▶ _Fragmento extraído_

¿Por qué tanta complacencia con el criminal Castro? No me refiero a las izquierdas oficiales españolas, cavernícolas, desacreditadas y incapaces de cualquier autocrítica ideológica o histórica, ni a las extremas izquierdas que pululan en el primer mundo, coherentes en su lucha contra la democracia (dixit "formal") y su atracción por la tiranía.
No. Me interesa más la actitud ambigua y comprensiva de ciertas progresías europeas, las cuales sin embargo, antes o después de la caída del Muro, han hecho su aggiornamiento y renunciado explícitamente a un proyecto político contrario al modelo de la democracia liberal.
Recapitulemos: el régimen impuesto en la Habana desde hace casi cincuenta años ha sido y sigue siendo un sistema represivo, una dictadura que sucedió a otra dictadura, la de Batista, con la toma de poder por unos ideólogos de clase media y alta, esencialmente populistas y que habían leído (un poco y bastante mal) algo de vulgata marxista.
Este régimen se ha mantenido gracias al apoyo de la Unión soviética hasta finales de los años ochenta y mediante el terror político, miliciano y policial desde el principio y hasta hoy. A diferencia de otros sistemas propagandísticos de corte estalinista, en Cuba se asumió rápidamente y en público que se cometían ejecuciones y que se asesinaba a los opositores; eso declaró por ejemplo Guevara en la sede de Naciones Unidas en 1964, justificando la represión en nombre de la Revolución.

▶ _Objeto del ejercicio_
Reproduce el fragmento del texto que empieza con las palabras "Recapitulemos: el régimen" y termina con "de vulgata marxista.", cambiando "ideólogos" por "dirigentes". Trabaja exclusivamente con la información del texto.

▶ _Datos proporcionados_
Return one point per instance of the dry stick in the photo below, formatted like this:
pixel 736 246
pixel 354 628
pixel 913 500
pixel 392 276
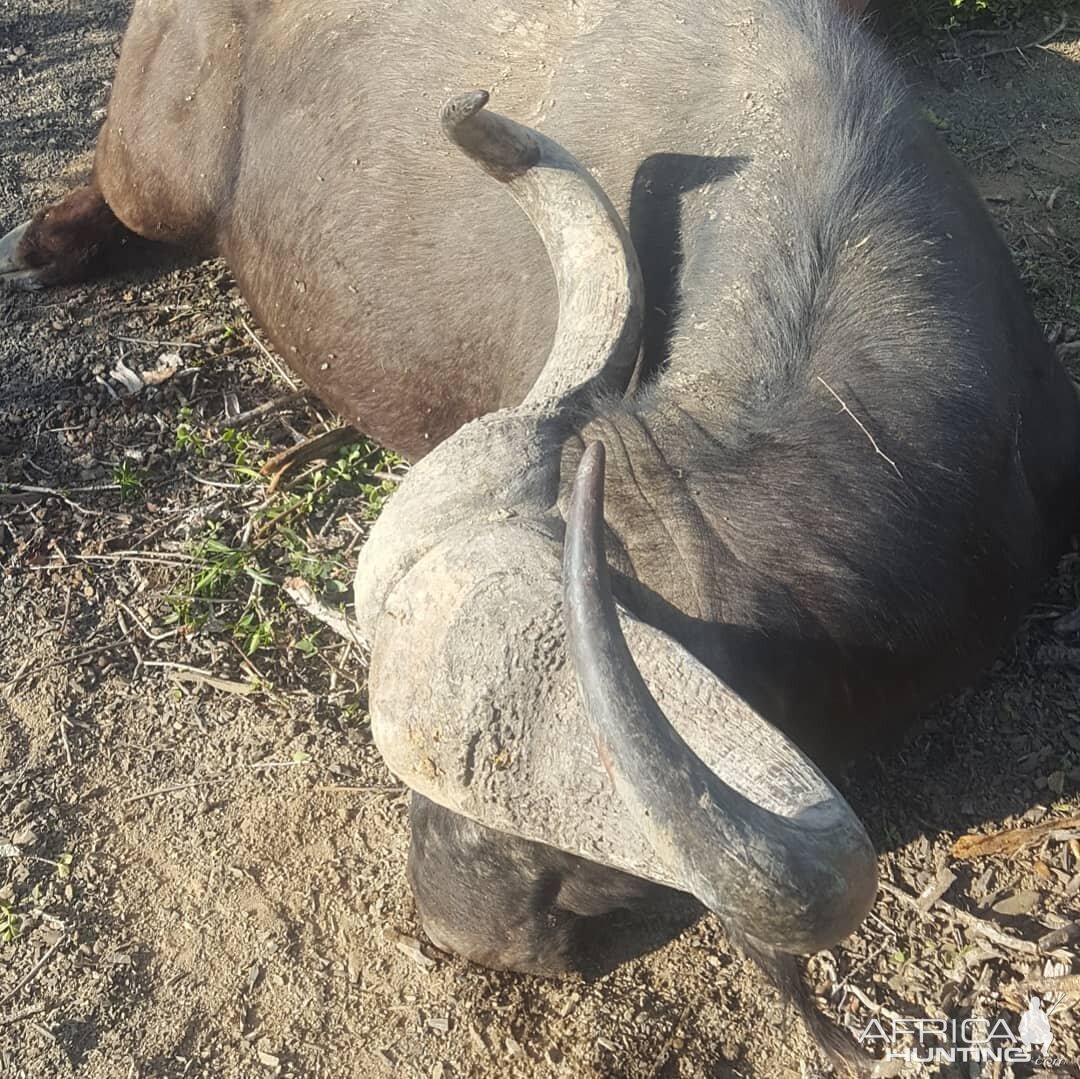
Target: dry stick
pixel 1018 49
pixel 274 362
pixel 52 493
pixel 268 406
pixel 145 631
pixel 1064 983
pixel 172 788
pixel 34 971
pixel 300 593
pixel 24 1014
pixel 862 427
pixel 975 925
pixel 318 446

▶ _Resultado de la tarea_
Recapitulemos: el régimen impuesto en la Habana desde hace casi cincuenta años ha sido y sigue siendo un sistema represivo, una dictadura que sucedió a otra dictadura, la de Batista, con la toma de poder por unos dirigentes de clase media y alta, esencialmente populistas y que habían leído (un poco y bastante mal) algo de vulgata marxista.